> Exercise directions
Copy everything in the listing below, from the line containing "Note: spot the keyboard" down to the last line, inclusive, with the requests kept in place. Shift every answer coordinate by adding 34 to each of its numbers.

> Supplied records
· · · ·
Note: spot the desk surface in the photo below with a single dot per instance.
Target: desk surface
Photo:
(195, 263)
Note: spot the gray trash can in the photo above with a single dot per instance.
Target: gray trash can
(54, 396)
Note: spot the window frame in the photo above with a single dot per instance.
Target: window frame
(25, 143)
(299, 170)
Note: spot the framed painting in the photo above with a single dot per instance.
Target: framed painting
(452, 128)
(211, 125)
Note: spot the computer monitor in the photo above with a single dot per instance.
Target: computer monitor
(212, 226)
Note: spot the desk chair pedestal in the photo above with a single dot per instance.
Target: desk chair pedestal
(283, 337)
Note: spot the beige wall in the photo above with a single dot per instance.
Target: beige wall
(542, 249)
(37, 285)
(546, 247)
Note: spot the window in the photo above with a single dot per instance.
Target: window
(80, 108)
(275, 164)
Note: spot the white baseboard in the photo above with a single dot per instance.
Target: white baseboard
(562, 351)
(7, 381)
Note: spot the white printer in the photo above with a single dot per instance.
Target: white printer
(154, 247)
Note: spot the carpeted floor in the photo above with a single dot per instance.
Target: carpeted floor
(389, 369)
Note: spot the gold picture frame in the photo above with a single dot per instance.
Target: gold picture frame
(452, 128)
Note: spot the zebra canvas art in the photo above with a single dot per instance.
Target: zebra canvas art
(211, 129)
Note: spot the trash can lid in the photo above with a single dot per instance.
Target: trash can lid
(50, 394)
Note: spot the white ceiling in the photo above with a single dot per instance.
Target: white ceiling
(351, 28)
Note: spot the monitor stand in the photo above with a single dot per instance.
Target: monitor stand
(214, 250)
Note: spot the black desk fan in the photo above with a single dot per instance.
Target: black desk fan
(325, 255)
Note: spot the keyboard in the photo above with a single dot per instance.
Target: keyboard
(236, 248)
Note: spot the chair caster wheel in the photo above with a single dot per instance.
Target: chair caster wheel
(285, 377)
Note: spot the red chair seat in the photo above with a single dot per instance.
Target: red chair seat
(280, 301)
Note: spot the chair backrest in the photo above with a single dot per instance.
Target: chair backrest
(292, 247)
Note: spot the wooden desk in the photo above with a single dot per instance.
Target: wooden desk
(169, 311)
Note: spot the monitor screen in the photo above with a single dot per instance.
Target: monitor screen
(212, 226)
· · · ·
> Answer for this exercise
Note: spot the keyboard in the photo above with a single dot per instance.
Target: keyboard
(270, 282)
Note: spot the chair caster wheel in the photo above with a single dot per instance.
Target: chair caster wheel
(319, 411)
Note: spot the red chair seat in the photo above with a single dot per instance.
Target: red chair seat
(314, 335)
Note: spot the chair backrest in the photo above with a single dot per instance.
Target: chair backrest
(326, 281)
Note: spot the wooden desk in the photo above with a single dot per instance.
Target: wooden desk
(203, 345)
Note: spot the monitor screen in the photo above with a single dot per instance.
Target: monitor screen
(246, 260)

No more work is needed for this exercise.